Recorded data
------------------------------------------------------------
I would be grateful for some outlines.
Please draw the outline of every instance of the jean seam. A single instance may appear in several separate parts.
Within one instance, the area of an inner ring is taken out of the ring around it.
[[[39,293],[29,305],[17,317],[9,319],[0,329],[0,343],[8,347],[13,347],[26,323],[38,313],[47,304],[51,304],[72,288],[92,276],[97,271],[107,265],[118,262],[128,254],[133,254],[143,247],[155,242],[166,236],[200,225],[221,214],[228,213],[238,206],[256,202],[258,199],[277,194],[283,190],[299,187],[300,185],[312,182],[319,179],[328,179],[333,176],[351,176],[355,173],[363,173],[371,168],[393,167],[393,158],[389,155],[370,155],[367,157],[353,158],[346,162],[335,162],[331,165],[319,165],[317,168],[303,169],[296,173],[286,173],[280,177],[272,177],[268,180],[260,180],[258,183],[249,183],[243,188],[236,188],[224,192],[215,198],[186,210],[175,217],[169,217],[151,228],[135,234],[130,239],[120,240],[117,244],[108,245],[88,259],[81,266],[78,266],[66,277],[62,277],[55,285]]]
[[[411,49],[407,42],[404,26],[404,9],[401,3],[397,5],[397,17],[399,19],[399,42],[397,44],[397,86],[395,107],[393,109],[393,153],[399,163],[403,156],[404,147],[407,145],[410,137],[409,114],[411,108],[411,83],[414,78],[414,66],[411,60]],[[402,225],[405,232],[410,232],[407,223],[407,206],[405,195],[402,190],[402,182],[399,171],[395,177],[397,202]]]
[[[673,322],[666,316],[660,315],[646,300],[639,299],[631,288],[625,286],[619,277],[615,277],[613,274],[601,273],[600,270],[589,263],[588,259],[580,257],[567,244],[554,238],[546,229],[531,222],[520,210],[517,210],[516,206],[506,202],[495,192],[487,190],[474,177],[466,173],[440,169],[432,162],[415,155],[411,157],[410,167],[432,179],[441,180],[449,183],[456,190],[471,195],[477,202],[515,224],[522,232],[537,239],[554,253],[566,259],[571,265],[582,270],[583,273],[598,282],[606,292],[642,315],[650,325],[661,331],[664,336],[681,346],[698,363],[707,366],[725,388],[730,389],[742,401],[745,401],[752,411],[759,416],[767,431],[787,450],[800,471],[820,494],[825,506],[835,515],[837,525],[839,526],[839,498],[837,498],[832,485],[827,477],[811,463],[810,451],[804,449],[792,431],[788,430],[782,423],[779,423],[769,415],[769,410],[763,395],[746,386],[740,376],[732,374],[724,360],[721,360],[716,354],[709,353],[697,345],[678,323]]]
------------------------------------------------------------
WHAT TO WORK ON: Could you repeat the lines from the start of the material through the line containing "Within one instance, the", substituting "loop" for "ring" and leaving everything else unchanged?

TASK ANSWER:
I would be grateful for some outlines.
Please draw the outline of every instance of the jean seam. A single instance may appear in several separate parts.
Within one instance, the area of an inner loop is taken out of the loop around it.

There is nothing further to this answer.